Notre Président bien aimé et son bluff maladif ont soutenu la politique de sévérité prônée par l’Allemagne pour faire croire à notre bonne gestion en truquant d’une manière ou d’une autre le bilan de l’état établi selon les normes U.E. Ne l’a-t-il pas fait, notamment, avec le « Grand Emprunt » de 35 milliards en 2010 prévu pour la recherche bouchant ainsi pour près de 2% de PIB de trou, tandis que notre dette globale (norme UE) dépasse déjà 60% du PIB ?
 
Le retrait risque donc du fait de notre lamentable situation économique de coûter beaucoup d’argent. A moins qu’il n’achève l’état en le mettant en faillite du fait de la perte de confiance des marchés financiers. Souvenons-nous qu’aujourd’hui plus de 70 % des Obligations assimilables (OAT) et de Bons du Trésor (BTAN et BTF) sont détenus par des non-résidents. Si ceux-ci voient leur placement en danger, ils en exigeront le rachat. Vous prévoyez la conséquence d’une telle décision. je ne m’y étends pas.
 
Voilà, succinctement, pour le volet européen du retrait, mais avant même de considérer celui-ci, il est un autre volet qui doit être réglé : la mise à jour de la Constitution, dont le titre 15 consacré à l’U.E doit être abrogé pour faire acte de retrait.
Ceci nécessite une révision constitutionnelle autant dire un référendum ou un Congrès pour décider de l’opportunité de sortir ou non de l’Union européenne. Sans cette modification constitutionnelle aucune notification d’intention ne saurait être légitime et prise en considération par l’Union Européenne.
 
En supplément, si un miracle se produit et que la France parvient, très rapidement, à retrouver sa souveraineté pleine et entière : il restera à modifier certains codes parmi lesquels ceux de l’entrée et du séjour des étrangers et du droit d’asile, l’électoral, celui de procédure pénale, du travail et de la Sécurité Sociale. Ces modifications peuvent faire l’objet d’une seule et même grande loi en fonction des accords avec l’Union Européenne. Il suffira d’appliquer les différents articles au code respectif auquel ils se rapportent.
 
Vous le comprenez ceux qui prônent aujourd’hui, à corps et à cris la sortie de l’Union européenne, voire de la monnaie européenne tel Monsieur Dupont Aignan, habitué de ce forum, choisissent très mal leur moment. Dans la conjoncture une telle décision précipiterait la catastrophe qui nous pend au nez du fait de la politique suicidaire et dispendieuse de M Sarkozy.

■ **Liste**:

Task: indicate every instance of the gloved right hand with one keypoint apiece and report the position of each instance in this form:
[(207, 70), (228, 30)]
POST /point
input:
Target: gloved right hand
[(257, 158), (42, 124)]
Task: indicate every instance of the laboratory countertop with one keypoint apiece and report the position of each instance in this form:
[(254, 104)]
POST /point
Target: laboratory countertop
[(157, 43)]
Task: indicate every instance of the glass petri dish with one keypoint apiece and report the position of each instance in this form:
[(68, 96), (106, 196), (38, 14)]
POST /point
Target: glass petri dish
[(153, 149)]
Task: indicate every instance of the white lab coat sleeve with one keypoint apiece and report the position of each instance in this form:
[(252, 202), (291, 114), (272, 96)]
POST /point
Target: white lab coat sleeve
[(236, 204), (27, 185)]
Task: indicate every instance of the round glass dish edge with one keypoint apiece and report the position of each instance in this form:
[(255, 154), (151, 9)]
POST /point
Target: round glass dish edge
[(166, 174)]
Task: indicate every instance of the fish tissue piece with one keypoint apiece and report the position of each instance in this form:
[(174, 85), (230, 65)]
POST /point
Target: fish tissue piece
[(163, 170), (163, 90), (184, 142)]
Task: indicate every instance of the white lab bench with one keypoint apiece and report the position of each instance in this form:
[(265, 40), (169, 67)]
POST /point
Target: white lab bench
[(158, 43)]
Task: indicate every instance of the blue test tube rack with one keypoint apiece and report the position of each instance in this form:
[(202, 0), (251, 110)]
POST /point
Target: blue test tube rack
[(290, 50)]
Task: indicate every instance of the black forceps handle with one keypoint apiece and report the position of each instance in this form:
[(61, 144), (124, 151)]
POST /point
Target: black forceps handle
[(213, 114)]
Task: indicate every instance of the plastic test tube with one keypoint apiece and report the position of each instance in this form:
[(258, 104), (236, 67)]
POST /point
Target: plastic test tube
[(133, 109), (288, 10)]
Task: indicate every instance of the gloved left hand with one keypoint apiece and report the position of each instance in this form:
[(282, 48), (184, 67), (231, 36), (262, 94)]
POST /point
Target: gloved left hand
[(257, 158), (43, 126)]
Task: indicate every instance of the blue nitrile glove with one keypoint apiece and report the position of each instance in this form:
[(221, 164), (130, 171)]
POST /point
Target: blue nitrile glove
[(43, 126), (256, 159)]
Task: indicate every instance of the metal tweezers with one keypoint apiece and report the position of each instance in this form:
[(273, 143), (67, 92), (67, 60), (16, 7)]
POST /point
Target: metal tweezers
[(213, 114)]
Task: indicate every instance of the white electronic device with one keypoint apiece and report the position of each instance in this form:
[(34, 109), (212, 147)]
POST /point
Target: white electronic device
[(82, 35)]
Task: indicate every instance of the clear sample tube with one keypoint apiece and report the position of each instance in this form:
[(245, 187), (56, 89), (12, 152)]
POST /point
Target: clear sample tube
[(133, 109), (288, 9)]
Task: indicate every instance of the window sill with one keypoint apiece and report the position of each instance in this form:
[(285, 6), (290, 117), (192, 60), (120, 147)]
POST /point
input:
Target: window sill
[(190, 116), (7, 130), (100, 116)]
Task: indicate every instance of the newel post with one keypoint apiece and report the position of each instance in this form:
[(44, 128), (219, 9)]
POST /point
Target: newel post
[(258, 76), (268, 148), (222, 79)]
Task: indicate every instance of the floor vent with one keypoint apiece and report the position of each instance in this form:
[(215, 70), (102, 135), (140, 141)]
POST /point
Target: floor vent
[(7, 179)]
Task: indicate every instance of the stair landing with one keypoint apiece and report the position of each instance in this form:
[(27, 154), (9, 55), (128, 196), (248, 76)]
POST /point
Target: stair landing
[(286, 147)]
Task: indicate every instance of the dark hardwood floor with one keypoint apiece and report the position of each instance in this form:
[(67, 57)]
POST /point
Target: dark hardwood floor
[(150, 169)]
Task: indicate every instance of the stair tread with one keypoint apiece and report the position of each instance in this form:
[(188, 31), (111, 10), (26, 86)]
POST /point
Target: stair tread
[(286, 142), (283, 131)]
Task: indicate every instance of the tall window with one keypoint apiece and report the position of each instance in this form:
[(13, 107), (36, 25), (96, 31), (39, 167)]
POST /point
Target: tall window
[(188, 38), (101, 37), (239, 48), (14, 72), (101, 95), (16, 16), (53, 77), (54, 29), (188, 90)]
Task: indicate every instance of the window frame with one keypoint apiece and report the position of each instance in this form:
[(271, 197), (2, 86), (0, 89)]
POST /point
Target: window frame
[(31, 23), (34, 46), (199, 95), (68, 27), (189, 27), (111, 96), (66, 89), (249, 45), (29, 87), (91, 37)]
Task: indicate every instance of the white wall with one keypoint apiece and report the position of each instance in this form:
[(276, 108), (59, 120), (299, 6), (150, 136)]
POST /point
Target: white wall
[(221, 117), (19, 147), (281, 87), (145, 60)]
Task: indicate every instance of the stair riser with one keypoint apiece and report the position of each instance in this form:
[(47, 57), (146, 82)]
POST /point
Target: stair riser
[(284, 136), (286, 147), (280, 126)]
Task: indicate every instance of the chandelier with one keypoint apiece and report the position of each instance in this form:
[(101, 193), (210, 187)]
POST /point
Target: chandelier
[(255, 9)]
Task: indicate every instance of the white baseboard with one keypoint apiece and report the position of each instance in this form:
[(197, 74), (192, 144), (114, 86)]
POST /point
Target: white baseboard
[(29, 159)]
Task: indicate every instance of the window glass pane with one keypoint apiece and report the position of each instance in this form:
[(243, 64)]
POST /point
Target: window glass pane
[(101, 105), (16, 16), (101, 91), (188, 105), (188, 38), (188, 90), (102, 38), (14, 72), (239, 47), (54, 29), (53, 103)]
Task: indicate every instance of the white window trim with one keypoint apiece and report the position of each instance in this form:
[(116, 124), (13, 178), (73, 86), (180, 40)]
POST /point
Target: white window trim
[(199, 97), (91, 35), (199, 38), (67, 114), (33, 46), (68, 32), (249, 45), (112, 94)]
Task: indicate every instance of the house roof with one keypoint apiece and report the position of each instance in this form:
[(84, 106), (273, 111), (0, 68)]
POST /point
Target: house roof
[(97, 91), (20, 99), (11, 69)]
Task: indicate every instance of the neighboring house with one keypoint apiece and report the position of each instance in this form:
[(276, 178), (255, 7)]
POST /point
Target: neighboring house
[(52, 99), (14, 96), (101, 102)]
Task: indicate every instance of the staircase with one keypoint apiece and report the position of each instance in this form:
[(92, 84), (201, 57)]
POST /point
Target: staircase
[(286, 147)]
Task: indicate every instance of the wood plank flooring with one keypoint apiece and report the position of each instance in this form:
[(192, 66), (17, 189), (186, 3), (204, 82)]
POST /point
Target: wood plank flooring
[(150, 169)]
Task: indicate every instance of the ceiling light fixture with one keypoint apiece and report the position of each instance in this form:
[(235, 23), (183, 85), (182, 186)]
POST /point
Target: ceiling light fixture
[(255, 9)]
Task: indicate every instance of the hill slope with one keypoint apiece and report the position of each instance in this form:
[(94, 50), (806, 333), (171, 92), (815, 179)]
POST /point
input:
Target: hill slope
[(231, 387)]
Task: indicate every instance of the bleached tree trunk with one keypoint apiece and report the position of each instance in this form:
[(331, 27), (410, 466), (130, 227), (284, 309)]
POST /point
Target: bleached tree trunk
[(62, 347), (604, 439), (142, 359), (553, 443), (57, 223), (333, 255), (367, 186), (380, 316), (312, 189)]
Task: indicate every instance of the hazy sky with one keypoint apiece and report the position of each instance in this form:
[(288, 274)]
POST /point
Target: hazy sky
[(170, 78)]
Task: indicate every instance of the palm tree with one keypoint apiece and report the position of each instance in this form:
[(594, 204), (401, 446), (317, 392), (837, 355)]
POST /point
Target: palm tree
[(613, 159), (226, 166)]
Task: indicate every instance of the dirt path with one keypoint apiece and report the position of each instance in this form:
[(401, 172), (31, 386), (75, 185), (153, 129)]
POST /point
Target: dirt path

■ **Tâches à faire**:
1. D'après l'extrait sur la sortie de l'Union européenne, quelle part des OAT et des Bons du Trésor est aujourd'hui détenue par des non-résidents ?
2. Selon l'extrait sur la sortie de l'Union européenne, pourquoi faut-il réviser la Constitution avant de quitter l'Union ? Répondez en une à trois phrases.
3. Prolongez l'extrait sur la sortie de l'Union européenne à partir de sa dernière phrase.
La liste n'a aucun lien avec l'extrait.

■ **Les réponses**:
1. Plus de 70 %.

2. Le titre 15 de la Constitution, consacré à l'Union européenne, doit être abrogé pour faire acte de retrait. Sans cette modification, aucune notification d'intention ne serait légitime ni prise en considération par l'Union européenne.

3.
 
Si le peuple souhaite franchir ce pas pour retrouver sa souveraineté, il lui faut attendre un moment plus propice et dans l’intervalle mieux choisir ses élus. Je ne pense pas ici, uniquement, à l’élection présidentielle, où le peuple doit élir un homme digne de confiance et indépendant des partis, sa mission n’étant pas de conduire la politique ou de réformer l’état. Non ! Je songe aux députés dont l’immense majorité issue des prétendus grands partis rassemble des personnes corrompues par le pouvoir qui ne remplissent pas leur mission et vivent aux crochets de la nation en profitant et magouillant tous azimuts. Le peuple doit choisir des représentants dignes et intègres quelle que soit leur activité professionnelle.
 
Afin de corriger les erreurs électorales, il semble nécessaire de réduire à 3 ans la durée de la législature. Il paraît aussi capital de déterminer, par le suffrage universel, les justes rémunérations et frais d’une telle mission législative. Il est aberrant que les Parlementaires et le Gouvernement décident eux-mêmes de leurs gages. Celui qui entre en fonction dans une entreprise définit son salaire en accord avec son patron, de la même manière le mandataire s’accorde sur ses émoluments avec son mandant, il n’en décide pas seul. Pourquoi en serait-il différemment des représentants du peuple ? 
 
Quant au traité de Lisbonne il suffirait peut-être de le renégocier pour faire de cette Union celle des peuples et non des chefs et des banques. Après tout n’est-ce pas parce que les banques francaises représentaient le plus gros créancier de la Grèce que dame Lagarde des finances à tout soudain fait découvrir la solidarité européenne à Sarlkozy !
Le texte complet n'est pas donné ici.